**WHAT NEEDS TO BE DONE:** Can you reproduce the data beneath, keeping every line exact?

Excerpts from a dataset:
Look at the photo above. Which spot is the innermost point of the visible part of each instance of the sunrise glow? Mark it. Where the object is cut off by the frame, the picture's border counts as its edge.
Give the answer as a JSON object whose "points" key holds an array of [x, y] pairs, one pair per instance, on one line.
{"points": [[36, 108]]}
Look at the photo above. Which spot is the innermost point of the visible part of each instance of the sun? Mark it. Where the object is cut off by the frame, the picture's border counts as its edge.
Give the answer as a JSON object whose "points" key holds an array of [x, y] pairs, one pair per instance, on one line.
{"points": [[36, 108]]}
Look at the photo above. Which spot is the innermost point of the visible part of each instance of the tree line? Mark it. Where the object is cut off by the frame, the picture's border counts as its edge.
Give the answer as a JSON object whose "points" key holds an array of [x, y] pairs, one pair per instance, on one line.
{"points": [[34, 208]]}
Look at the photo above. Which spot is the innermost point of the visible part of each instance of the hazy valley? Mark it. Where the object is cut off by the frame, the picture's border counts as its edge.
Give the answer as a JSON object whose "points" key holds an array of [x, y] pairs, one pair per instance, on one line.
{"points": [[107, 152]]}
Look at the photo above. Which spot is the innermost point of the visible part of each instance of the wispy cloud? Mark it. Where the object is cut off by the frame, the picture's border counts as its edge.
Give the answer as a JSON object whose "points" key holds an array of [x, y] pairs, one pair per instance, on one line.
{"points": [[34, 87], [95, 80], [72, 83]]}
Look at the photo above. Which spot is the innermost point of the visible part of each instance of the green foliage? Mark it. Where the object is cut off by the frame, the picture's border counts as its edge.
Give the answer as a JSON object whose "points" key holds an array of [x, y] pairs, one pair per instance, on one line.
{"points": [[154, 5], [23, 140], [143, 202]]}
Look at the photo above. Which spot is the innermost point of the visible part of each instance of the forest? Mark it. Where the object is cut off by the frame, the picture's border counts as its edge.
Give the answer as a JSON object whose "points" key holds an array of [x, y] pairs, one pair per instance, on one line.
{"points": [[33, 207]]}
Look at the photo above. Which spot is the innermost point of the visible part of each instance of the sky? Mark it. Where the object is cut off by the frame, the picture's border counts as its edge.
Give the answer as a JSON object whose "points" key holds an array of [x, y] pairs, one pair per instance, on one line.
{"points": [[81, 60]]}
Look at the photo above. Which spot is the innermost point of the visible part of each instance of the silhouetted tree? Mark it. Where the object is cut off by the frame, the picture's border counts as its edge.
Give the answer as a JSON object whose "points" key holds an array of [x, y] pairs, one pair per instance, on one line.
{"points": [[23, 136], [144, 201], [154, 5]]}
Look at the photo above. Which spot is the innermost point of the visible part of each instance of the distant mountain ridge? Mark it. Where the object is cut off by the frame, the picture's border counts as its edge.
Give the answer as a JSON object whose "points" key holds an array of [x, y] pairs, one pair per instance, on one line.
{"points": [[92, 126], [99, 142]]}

**RESPONSE AREA:**
Look at the photo above. Which spot is the innermost point of the visible part of each instance of the sunrise glow? Mark it. Where the object is cut off by the frame, the picture's border counts as its edge.
Give the answer as a JSON object whose "points" key holds an array of [x, y] pairs, one pair per instance, on one line.
{"points": [[36, 108]]}
Look at the photo above. Which spot is the innermost point of the visible part of each instance of the sun? Mark it. Where the object is cut off by the frame, the picture's border counts as its edge.
Give the answer as a JSON object whose "points" key holds an array of [x, y] pairs, one pair per instance, on one line.
{"points": [[36, 108]]}
Look at the photo above. Which spot is the innermost point of the visible part of each instance of the tree line? Mark it. Where the object is cut off by the frame, the picture's border counts as its edge.
Give the answer as a JSON object whose "points" key holds an array of [x, y] pairs, one pair per instance, on one line.
{"points": [[34, 208]]}
Look at the photo above. Which spot is the innermost point of the visible part of each instance of the hazy valley? Mark it. Where the object is cut off by the frame, the picture's border counts as its edge.
Give the answer as a JSON object whose "points" key holds an array of [x, y] pairs, one pair per instance, on one line.
{"points": [[107, 152]]}
Look at the photo above. Which spot is the innermost point of the visible part of each instance of the wispy cloud? Mark it. Where the object is cut off by the frame, the picture's border counts as its edge.
Give the answer as a JSON object whose "points" key holds an array of [x, y] pairs, one pair per instance, on one line.
{"points": [[34, 87], [95, 80], [72, 83]]}
Look at the photo above. Which spot is the innermost point of the visible part of each instance of the green foliage? Mark it. Where the object is cut off by the frame, the picture's border counts as its edge.
Give the answer as a JSON object whose "points" key holds an array of [x, y] pairs, one pair per instance, on one line.
{"points": [[154, 5], [23, 140], [143, 202]]}
Look at the photo above. Which spot is the innermost point of the visible part of each instance of the forest? Mark it. Where the object is cut off by the frame, the picture's border counts as its edge.
Give the answer as a JSON object whose "points" key holds an array of [x, y] pairs, one pair per instance, on one line.
{"points": [[33, 207]]}
Look at the photo above. Which spot is the innermost point of the visible part of each instance of the sky? Mark it. Where the object is cut off by the frame, the picture's border counts as its edge.
Give the answer as a JSON object whose "points" key holds an array of [x, y] pairs, one pair per instance, on one line.
{"points": [[81, 60]]}
Look at the photo above. Which spot is the innermost point of the visible part of each instance of the silhouetted tree? Mark it. Where the object is cut off by the frame, the picture's border counts as its edge.
Give the answer as a JSON object whose "points" key holds an array of [x, y] pairs, one pair per instance, on one line.
{"points": [[23, 136], [144, 201], [154, 5]]}
Look at the photo above. Which spot is the innermost point of the visible part of each instance of the distant mountain ridge? Mark it. Where the object is cut off by the frame, the picture's border counts as its edge.
Give the answer as a JSON object whose "points" key holds an array of [x, y] pairs, one pair per instance, on one line.
{"points": [[92, 126], [99, 142]]}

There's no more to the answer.